Bizi
"şeriatçı, gerici" falan görmek ve göstermek isteyen Babıali soytarılarına şarap içmeyi öğretelim.
Ki, Köpeköldüren'den kurtulsunlar da ağızları tatlansın.
Yok efendim, dört derecede saklanır, şişesi yatay durur, açınca hemen içilmez azıcık beklenir, kırmızıysa kadehin yarısına kadar, beyazsa onun da azıcık altına kadar doldurulur falan gibi, kendi gazetelerinin
"cahil halka yaşama sanatı öğreten" alafranga yazarlarından kolaylıkla öğrenecekleri şeylerden söz etmeyeceğim... (Cahil halk şarap içmeyi öğrenirse oyunu da artık CHP'ye verir inşallah... Bunu mu amaçlıyorlar?)
Türkiye'de yiyecekleri kazıkları anlatacağım!

===============

Amaç a:
Şarap yazısından "Yok efendim, dört" ifadesinden "Bunu mu amaçlıyorlar?)" ifadesine kadar uzanan her şeyi hiçbir değişiklik yapmadan alıntılayın.

===============

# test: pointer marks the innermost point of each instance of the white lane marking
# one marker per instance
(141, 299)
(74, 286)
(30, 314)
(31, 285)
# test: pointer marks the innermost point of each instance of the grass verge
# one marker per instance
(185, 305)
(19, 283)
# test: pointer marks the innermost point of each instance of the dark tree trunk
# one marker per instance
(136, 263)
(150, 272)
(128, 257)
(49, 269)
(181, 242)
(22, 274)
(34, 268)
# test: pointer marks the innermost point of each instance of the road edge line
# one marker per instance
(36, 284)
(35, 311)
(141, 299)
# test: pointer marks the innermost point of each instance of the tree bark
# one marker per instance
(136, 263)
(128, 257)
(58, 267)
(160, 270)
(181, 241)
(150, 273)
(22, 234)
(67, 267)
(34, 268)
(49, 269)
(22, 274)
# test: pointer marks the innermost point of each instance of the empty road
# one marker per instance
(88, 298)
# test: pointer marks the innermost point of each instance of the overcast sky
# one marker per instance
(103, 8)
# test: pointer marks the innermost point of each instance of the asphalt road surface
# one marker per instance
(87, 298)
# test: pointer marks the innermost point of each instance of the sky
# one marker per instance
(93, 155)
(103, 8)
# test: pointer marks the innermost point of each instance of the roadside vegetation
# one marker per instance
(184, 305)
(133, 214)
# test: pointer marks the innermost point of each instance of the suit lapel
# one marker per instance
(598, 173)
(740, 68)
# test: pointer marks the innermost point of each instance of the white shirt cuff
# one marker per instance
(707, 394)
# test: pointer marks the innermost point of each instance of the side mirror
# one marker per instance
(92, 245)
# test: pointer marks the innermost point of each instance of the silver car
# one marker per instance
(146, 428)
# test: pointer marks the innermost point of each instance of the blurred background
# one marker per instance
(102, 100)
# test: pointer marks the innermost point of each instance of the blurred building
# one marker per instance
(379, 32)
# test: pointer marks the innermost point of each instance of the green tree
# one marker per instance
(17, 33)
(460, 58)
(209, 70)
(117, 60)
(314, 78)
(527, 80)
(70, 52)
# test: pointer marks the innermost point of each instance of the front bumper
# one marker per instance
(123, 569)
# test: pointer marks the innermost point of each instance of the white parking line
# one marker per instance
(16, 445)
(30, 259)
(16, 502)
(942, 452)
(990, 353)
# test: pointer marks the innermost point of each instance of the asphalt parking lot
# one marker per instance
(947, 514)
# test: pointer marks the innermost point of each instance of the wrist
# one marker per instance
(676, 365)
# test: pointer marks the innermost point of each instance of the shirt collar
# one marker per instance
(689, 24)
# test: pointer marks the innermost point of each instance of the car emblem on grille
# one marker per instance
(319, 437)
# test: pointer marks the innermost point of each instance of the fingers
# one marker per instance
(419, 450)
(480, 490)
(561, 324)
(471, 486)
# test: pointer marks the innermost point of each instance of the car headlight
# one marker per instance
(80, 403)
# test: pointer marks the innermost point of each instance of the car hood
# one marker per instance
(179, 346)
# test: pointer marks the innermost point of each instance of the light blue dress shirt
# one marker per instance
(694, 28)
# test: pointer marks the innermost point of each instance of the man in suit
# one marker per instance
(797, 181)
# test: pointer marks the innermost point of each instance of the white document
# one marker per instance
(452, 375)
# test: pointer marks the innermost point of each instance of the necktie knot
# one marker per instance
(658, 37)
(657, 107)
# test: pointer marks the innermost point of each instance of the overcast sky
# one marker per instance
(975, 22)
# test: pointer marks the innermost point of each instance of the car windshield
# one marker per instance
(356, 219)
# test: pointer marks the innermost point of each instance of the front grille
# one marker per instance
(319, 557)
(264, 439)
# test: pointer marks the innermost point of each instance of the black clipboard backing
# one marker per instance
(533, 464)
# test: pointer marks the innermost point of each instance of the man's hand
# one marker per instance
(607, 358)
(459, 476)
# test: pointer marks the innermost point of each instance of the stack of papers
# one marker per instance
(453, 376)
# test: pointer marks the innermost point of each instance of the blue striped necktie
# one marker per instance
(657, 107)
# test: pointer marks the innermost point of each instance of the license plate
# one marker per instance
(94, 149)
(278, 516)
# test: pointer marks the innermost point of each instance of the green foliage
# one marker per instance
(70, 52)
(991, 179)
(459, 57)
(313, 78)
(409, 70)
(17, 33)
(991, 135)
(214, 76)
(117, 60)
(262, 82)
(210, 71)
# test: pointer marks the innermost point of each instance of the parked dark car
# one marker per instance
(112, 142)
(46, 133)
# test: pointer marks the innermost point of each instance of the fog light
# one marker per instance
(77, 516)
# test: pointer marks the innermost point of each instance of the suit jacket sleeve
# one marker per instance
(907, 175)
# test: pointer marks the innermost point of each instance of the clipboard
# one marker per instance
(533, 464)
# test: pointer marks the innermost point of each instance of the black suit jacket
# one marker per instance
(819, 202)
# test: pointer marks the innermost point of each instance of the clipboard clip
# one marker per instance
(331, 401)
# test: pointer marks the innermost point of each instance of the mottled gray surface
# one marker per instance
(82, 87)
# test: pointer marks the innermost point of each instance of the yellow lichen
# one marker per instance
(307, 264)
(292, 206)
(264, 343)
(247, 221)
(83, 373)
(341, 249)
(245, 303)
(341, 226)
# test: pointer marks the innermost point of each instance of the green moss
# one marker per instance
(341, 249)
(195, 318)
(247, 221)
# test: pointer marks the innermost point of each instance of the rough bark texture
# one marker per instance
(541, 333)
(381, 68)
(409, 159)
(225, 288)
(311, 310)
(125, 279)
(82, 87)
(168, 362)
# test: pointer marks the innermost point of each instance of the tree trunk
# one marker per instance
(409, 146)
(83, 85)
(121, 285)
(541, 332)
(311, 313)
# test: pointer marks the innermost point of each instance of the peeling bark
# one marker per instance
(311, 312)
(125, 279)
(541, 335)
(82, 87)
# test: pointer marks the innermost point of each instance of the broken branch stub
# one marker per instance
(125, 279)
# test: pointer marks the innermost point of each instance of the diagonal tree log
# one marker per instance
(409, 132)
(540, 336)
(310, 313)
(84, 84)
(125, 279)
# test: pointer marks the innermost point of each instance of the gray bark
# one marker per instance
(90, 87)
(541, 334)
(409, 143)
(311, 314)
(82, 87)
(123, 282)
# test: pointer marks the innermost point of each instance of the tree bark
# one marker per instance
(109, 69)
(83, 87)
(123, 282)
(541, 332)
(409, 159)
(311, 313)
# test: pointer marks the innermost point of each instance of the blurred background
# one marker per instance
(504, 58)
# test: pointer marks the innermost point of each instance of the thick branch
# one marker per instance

===============

Amaç b:
Satırlarda "the thick branch" geçen satırdan satırların sonuna kadar her şeyi, "thick branch" yerine "fallen branch" koyarak yeniden yazın. Geri kalan her şey aynen kalsın.

Görev sonucu a:
Yok efendim, dört derecede saklanır, şişesi yatay durur, açınca hemen içilmez azıcık beklenir, kırmızıysa kadehin yarısına kadar, beyazsa onun da azıcık altına kadar doldurulur falan gibi, kendi gazetelerinin
"cahil halka yaşama sanatı öğreten" alafranga yazarlarından kolaylıkla öğrenecekleri şeylerden söz etmeyeceğim... (Cahil halk şarap içmeyi öğrenirse oyunu da artık CHP'ye verir inşallah... Bunu mu amaçlıyorlar?)

Görev sonucu b:
# test: pointer marks the innermost point of each instance of the fallen branch
# one marker per instance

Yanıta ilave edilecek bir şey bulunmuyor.